SET EXERCISE
Rewrite the entries from the start through the line containing "x=1139, y=73", inclusive, changing every "Target" to "Object" and leaving everything else the same. Omit the pictures from your answer.

RAW DATA

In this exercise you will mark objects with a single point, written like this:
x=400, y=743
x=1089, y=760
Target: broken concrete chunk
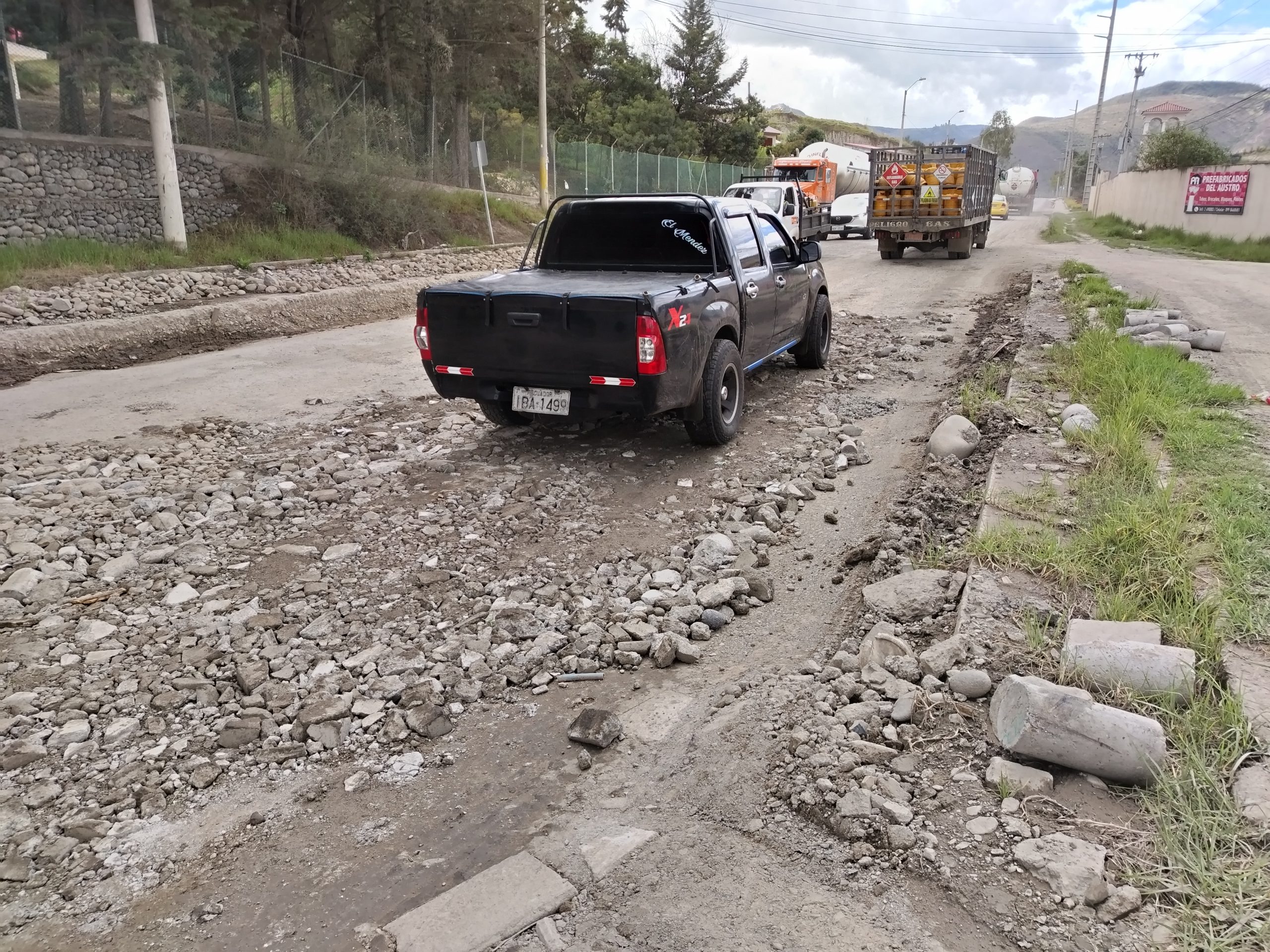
x=596, y=726
x=1037, y=719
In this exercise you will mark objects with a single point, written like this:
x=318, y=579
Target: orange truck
x=817, y=177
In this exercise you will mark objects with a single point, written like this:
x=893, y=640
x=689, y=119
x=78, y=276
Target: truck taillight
x=421, y=333
x=651, y=352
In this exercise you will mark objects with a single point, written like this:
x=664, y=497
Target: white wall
x=1159, y=198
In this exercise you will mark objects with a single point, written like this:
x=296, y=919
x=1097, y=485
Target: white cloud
x=832, y=60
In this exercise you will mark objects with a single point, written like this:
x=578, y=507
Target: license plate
x=540, y=400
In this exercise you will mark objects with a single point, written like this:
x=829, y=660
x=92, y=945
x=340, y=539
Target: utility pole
x=903, y=112
x=10, y=115
x=1071, y=153
x=544, y=198
x=1098, y=114
x=171, y=214
x=1139, y=73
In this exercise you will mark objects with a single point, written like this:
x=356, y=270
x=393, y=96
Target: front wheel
x=813, y=351
x=501, y=413
x=723, y=395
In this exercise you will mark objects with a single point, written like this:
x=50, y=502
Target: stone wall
x=105, y=189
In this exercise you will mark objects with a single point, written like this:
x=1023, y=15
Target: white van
x=850, y=215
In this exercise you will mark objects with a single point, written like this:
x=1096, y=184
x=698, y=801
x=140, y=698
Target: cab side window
x=746, y=241
x=779, y=248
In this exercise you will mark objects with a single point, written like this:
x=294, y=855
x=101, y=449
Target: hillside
x=935, y=134
x=786, y=121
x=1040, y=140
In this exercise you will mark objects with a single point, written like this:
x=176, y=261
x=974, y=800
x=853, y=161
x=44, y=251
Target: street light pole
x=903, y=112
x=1098, y=114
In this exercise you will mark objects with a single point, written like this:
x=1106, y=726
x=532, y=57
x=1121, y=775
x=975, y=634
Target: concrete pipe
x=1040, y=720
x=1148, y=669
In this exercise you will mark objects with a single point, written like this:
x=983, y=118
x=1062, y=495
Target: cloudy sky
x=1035, y=58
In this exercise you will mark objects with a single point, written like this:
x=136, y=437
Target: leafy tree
x=615, y=17
x=1000, y=136
x=1180, y=148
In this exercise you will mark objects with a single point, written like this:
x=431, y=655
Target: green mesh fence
x=591, y=169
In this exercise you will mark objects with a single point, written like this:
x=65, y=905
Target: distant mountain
x=1040, y=141
x=934, y=134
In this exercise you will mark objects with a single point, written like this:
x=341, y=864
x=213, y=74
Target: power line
x=1060, y=32
x=977, y=51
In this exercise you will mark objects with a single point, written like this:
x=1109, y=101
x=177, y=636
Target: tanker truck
x=1019, y=187
x=802, y=189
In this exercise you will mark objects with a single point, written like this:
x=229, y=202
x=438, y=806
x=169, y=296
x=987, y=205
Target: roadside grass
x=63, y=259
x=1057, y=229
x=1136, y=549
x=1119, y=233
x=983, y=390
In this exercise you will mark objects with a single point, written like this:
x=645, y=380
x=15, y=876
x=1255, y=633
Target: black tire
x=501, y=413
x=813, y=351
x=723, y=397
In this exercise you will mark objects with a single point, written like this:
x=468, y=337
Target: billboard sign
x=1217, y=192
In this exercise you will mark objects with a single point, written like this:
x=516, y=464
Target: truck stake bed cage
x=898, y=216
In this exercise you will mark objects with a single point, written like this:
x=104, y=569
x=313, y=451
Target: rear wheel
x=501, y=413
x=813, y=351
x=723, y=395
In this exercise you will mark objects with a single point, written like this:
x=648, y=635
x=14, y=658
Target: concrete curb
x=506, y=899
x=124, y=342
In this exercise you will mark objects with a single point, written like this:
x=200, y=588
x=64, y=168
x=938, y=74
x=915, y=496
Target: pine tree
x=615, y=17
x=699, y=88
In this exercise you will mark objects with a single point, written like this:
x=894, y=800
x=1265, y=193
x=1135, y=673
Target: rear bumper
x=647, y=397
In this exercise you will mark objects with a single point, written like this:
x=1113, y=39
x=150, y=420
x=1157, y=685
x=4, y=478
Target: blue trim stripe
x=778, y=352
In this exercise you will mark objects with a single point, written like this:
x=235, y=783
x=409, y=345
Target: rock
x=180, y=595
x=855, y=803
x=1124, y=900
x=342, y=550
x=911, y=595
x=596, y=726
x=982, y=826
x=1019, y=780
x=16, y=754
x=1040, y=720
x=1069, y=865
x=117, y=568
x=70, y=733
x=714, y=551
x=955, y=436
x=971, y=682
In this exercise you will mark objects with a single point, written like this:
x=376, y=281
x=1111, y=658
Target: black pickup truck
x=634, y=304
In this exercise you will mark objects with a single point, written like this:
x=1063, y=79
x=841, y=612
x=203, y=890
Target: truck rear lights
x=421, y=333
x=649, y=350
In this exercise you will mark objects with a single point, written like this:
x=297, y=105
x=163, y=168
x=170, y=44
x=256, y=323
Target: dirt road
x=287, y=858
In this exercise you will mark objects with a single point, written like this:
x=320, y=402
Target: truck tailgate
x=525, y=338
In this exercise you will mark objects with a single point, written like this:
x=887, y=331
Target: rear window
x=746, y=241
x=651, y=237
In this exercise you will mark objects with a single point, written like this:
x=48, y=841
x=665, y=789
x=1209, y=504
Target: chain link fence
x=275, y=102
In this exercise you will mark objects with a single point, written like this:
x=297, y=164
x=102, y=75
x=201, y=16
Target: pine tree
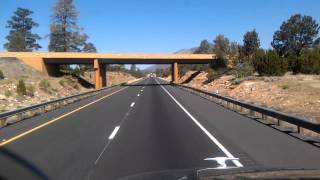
x=251, y=43
x=65, y=35
x=20, y=37
x=296, y=34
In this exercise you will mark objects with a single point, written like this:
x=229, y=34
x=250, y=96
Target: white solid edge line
x=236, y=162
x=114, y=132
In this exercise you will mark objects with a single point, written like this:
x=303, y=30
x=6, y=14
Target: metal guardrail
x=43, y=107
x=299, y=122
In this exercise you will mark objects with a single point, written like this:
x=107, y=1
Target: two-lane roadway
x=144, y=128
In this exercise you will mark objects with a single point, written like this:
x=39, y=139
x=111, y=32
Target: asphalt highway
x=144, y=128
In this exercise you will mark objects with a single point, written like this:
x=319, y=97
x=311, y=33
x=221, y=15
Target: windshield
x=180, y=89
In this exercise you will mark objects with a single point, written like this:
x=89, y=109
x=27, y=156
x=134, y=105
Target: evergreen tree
x=20, y=37
x=65, y=35
x=251, y=43
x=204, y=48
x=296, y=34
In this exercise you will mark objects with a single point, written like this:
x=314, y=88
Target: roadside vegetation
x=1, y=75
x=296, y=49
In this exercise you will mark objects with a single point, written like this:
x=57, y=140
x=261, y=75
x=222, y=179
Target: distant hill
x=165, y=66
x=155, y=67
x=186, y=51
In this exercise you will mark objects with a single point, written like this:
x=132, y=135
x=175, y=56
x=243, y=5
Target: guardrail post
x=251, y=113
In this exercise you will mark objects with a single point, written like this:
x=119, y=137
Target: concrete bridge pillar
x=100, y=74
x=175, y=72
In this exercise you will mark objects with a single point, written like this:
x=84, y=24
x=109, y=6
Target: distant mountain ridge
x=186, y=51
x=165, y=66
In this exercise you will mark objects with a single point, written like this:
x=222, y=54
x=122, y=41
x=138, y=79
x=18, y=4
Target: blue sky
x=165, y=26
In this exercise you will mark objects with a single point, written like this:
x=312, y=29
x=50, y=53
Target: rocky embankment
x=41, y=88
x=295, y=94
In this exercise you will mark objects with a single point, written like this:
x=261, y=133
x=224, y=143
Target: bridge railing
x=13, y=116
x=259, y=112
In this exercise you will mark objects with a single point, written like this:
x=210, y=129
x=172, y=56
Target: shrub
x=45, y=85
x=307, y=63
x=21, y=88
x=211, y=76
x=270, y=64
x=243, y=70
x=30, y=90
x=1, y=75
x=8, y=93
x=69, y=81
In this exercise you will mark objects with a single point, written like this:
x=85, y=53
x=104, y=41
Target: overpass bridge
x=49, y=62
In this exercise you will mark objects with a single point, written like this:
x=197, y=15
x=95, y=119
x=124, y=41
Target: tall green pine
x=21, y=38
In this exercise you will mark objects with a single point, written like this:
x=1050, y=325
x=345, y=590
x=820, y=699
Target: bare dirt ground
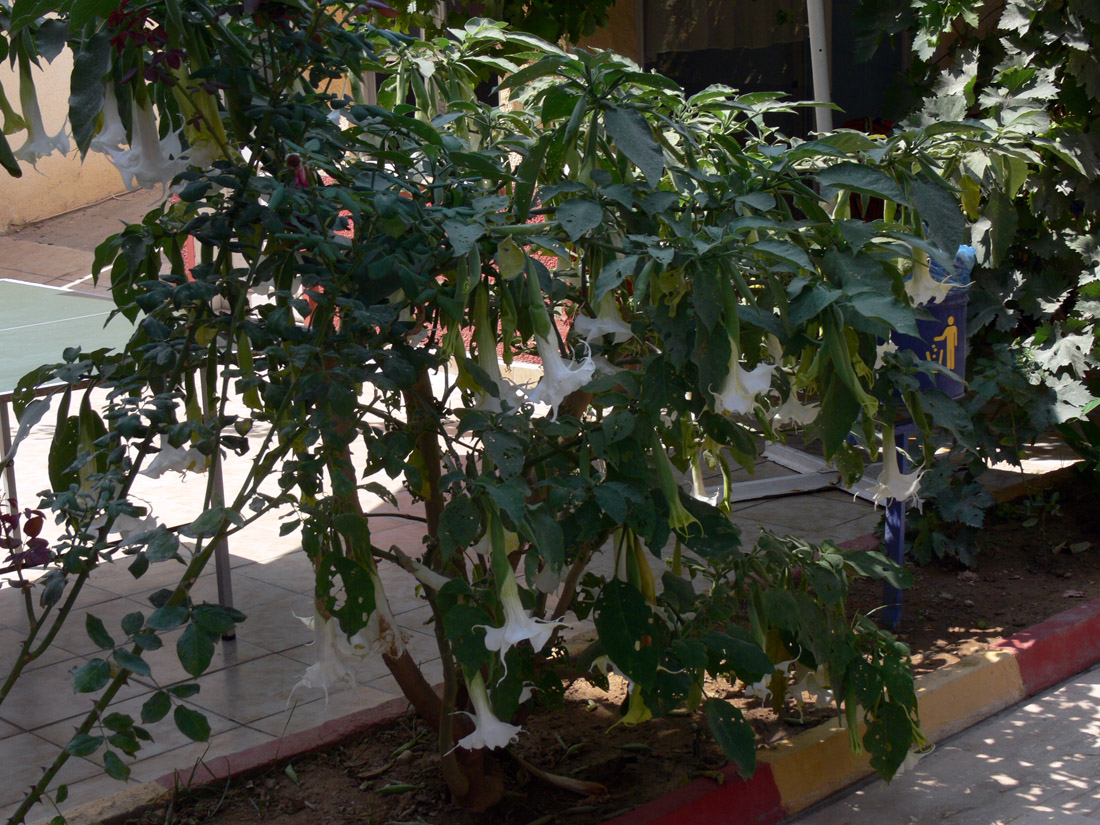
x=1036, y=558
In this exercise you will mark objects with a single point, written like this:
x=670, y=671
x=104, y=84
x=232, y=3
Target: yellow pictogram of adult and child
x=945, y=354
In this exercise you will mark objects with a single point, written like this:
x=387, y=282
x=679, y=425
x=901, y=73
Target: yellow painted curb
x=116, y=806
x=810, y=767
x=956, y=696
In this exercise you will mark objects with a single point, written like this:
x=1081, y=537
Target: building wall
x=620, y=34
x=59, y=184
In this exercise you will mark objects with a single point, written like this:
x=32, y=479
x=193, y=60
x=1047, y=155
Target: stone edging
x=799, y=772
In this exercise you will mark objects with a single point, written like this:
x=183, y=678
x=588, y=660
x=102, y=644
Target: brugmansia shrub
x=690, y=279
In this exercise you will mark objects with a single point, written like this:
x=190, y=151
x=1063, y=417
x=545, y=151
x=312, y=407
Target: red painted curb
x=1054, y=650
x=703, y=802
x=270, y=752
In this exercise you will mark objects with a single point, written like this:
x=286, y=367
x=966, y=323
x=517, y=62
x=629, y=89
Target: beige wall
x=620, y=35
x=59, y=184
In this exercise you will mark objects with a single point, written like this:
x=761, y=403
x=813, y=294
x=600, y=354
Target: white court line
x=57, y=320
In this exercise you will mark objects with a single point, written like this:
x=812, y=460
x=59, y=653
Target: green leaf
x=155, y=707
x=195, y=649
x=464, y=626
x=614, y=274
x=733, y=733
x=132, y=623
x=163, y=545
x=888, y=737
x=191, y=723
x=633, y=136
x=132, y=662
x=92, y=677
x=876, y=565
x=625, y=624
x=543, y=67
x=737, y=653
x=462, y=235
x=864, y=179
x=84, y=745
x=216, y=619
x=358, y=591
x=527, y=175
x=114, y=767
x=939, y=208
x=546, y=532
x=97, y=633
x=167, y=617
x=576, y=216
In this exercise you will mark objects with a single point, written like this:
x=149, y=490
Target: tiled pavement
x=246, y=694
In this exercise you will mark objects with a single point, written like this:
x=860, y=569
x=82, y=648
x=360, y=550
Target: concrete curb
x=798, y=773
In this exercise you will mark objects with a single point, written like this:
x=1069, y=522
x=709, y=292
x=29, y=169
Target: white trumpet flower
x=741, y=386
x=813, y=681
x=922, y=287
x=150, y=161
x=518, y=625
x=892, y=483
x=39, y=144
x=559, y=377
x=336, y=657
x=112, y=133
x=488, y=730
x=176, y=459
x=607, y=322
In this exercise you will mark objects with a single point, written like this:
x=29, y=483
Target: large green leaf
x=86, y=87
x=941, y=209
x=195, y=649
x=733, y=733
x=576, y=216
x=625, y=624
x=633, y=136
x=861, y=178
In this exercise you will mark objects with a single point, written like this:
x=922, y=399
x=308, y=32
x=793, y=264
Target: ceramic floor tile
x=46, y=696
x=292, y=572
x=274, y=626
x=166, y=668
x=24, y=757
x=74, y=634
x=166, y=736
x=187, y=757
x=823, y=509
x=303, y=716
x=248, y=593
x=251, y=691
x=11, y=642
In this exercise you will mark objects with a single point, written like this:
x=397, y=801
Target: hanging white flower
x=518, y=625
x=176, y=459
x=150, y=161
x=794, y=411
x=124, y=525
x=336, y=657
x=39, y=144
x=892, y=483
x=488, y=730
x=761, y=689
x=815, y=682
x=559, y=377
x=922, y=287
x=741, y=386
x=112, y=134
x=607, y=322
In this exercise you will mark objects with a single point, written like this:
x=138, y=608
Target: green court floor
x=37, y=322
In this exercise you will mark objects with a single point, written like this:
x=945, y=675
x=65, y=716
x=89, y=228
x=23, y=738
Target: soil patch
x=1035, y=558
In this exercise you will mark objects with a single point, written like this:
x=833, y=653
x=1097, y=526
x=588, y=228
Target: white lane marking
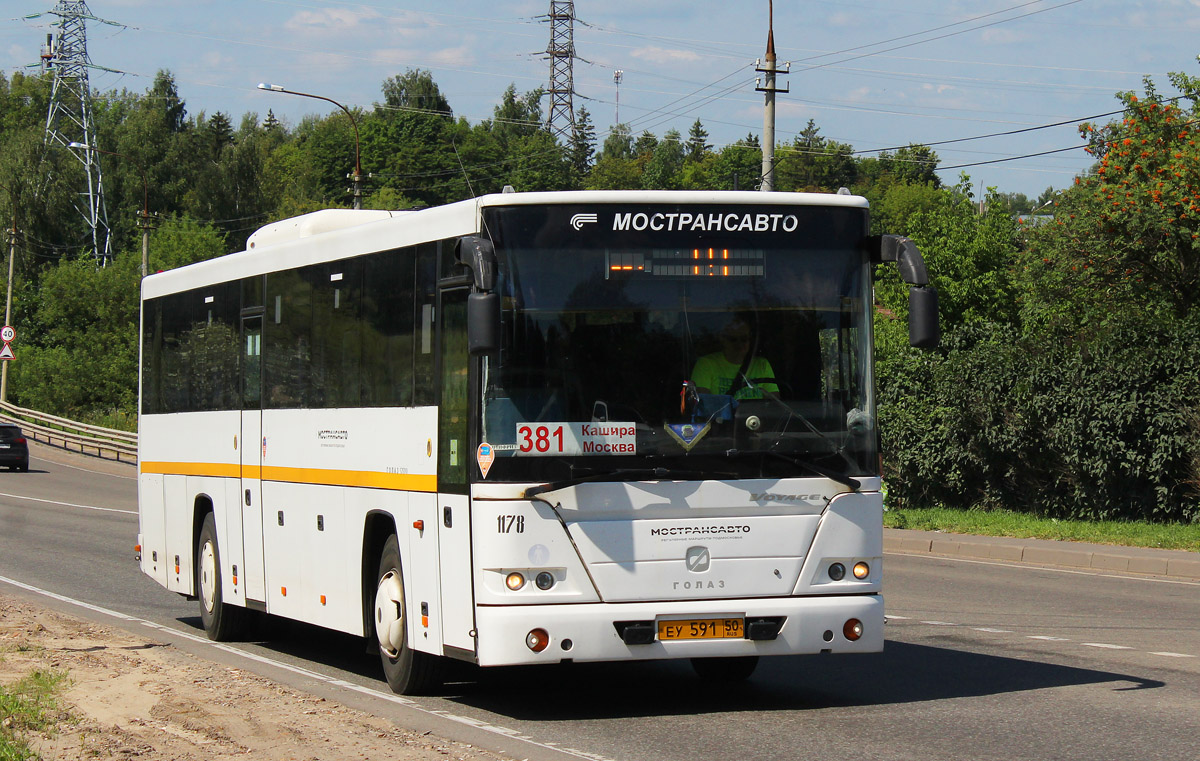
x=1048, y=639
x=1045, y=568
x=319, y=677
x=75, y=467
x=69, y=504
x=1044, y=637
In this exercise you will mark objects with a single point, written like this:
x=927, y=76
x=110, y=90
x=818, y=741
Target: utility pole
x=70, y=115
x=617, y=76
x=357, y=177
x=7, y=305
x=561, y=119
x=768, y=66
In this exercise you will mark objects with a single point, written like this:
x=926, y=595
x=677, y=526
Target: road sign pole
x=7, y=310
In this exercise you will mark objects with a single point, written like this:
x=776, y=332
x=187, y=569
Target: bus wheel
x=221, y=622
x=725, y=670
x=408, y=671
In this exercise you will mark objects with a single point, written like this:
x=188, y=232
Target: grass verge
x=28, y=705
x=1008, y=523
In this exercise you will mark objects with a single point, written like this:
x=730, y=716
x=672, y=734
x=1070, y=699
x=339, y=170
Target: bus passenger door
x=252, y=576
x=454, y=468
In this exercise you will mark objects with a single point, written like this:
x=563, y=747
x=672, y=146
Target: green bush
x=1097, y=426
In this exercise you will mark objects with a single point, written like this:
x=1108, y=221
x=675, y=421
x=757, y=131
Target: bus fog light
x=852, y=629
x=537, y=640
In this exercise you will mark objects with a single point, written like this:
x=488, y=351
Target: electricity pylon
x=70, y=115
x=561, y=119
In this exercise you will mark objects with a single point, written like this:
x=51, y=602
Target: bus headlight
x=852, y=629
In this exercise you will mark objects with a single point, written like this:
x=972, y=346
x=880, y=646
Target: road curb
x=1169, y=563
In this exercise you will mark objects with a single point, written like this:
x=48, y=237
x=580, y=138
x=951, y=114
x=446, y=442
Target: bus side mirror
x=483, y=323
x=923, y=325
x=479, y=256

OUTPUT FOR THIS TASK
In this exercise you will mark objects with a single point, written like this:
x=400, y=743
x=1089, y=760
Object: broken concrete chunk
x=596, y=726
x=1037, y=719
In this exercise you will mark objects with a single point, written like this:
x=318, y=579
Object: orange truck
x=817, y=177
In this exercise you will mark objects with a single point, written like this:
x=893, y=640
x=689, y=119
x=78, y=276
Object: truck taillight
x=421, y=333
x=651, y=352
In this exercise you will mark objects with a single point, written like this:
x=664, y=497
Object: white wall
x=1159, y=198
In this exercise you will mark objects with a single point, written like this:
x=296, y=919
x=1097, y=485
Object: white cloud
x=832, y=60
In this exercise you will mark objects with a single point, written like this:
x=578, y=507
Object: license plate
x=540, y=400
In this exercise you will mark objects with a single point, written like this:
x=829, y=660
x=92, y=945
x=340, y=539
Object: utility pole
x=903, y=112
x=10, y=115
x=1071, y=153
x=544, y=198
x=1098, y=114
x=171, y=214
x=1139, y=73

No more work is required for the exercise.